DESCRIPTION OF THE TASK:
Revise the data in the stretch from the line containing "Identify each instance of the sky" through the line containing "Identify each instance of the boat" by changing "wooden beam" to "timber beam", leaving everything else unchanged.
══ EXERCISE DATA ══
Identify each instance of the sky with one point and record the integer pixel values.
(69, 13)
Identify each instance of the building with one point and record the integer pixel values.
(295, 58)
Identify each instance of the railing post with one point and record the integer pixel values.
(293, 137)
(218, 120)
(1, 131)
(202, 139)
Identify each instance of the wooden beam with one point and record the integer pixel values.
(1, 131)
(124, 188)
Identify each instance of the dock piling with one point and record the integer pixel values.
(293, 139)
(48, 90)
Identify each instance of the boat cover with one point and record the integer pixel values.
═══
══ EXERCISE DATA ══
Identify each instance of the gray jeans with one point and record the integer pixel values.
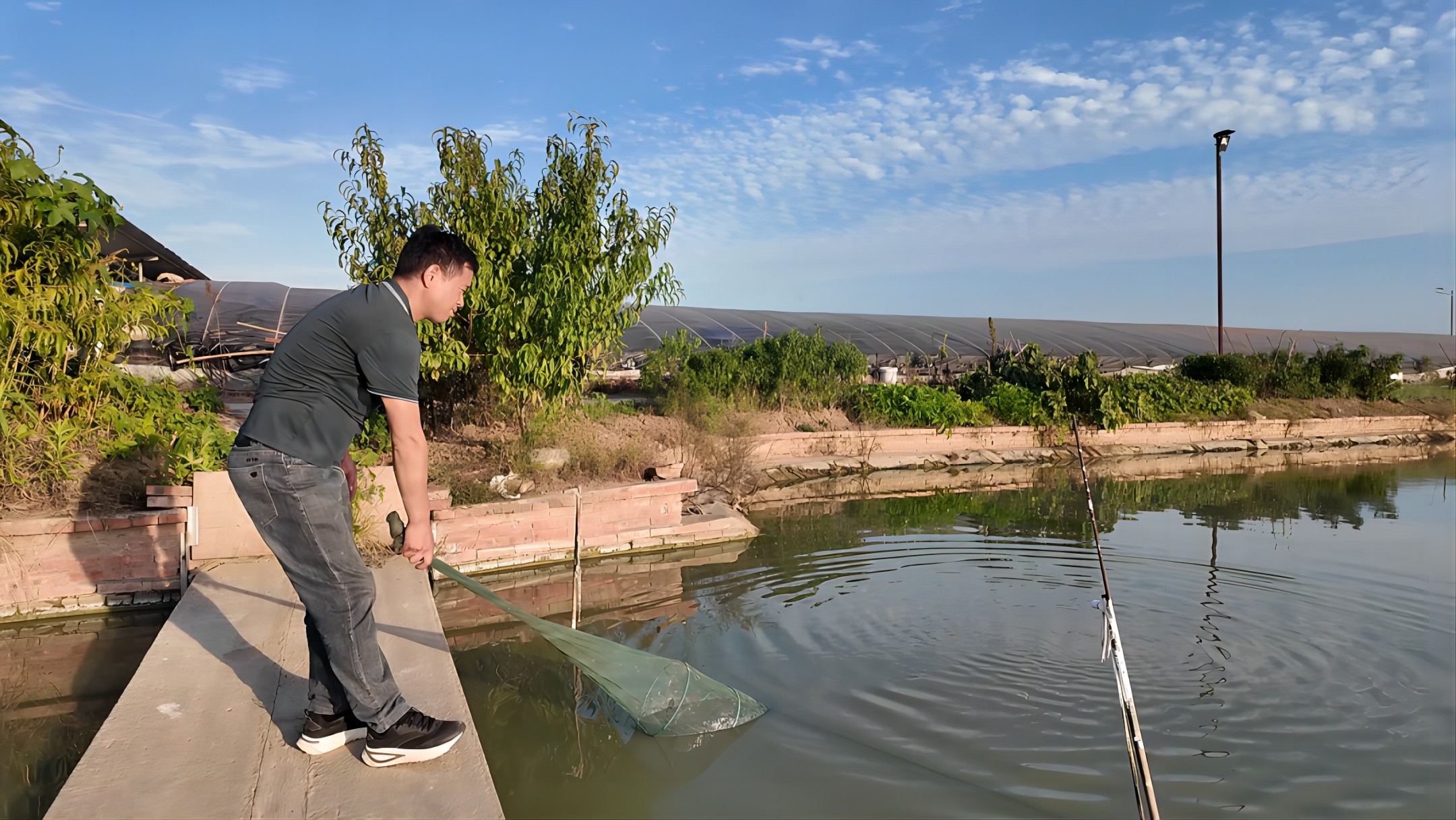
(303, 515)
═══
══ EXERCISE DATA ══
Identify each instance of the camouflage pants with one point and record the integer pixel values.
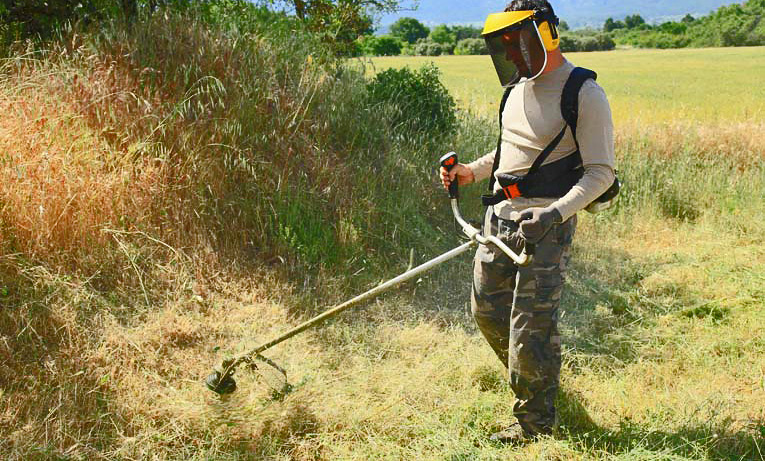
═══
WORKED SOLUTION:
Identify each instance of the sky with one point and record the integer pixel values.
(69, 13)
Identify each instance of the building with one point and record the integer pixel values.
(295, 58)
Identify each instance of the railing post with one point and record the integer pixel values.
(293, 137)
(218, 120)
(1, 131)
(202, 139)
Identify each instance of the timber beam with one point and record the integer pixel values.
(1, 131)
(124, 188)
Identify each instance of the dock piling with one point and record the integer pixel values.
(293, 139)
(48, 90)
Identify each instance of the boat cover with one point and record the integer pixel values.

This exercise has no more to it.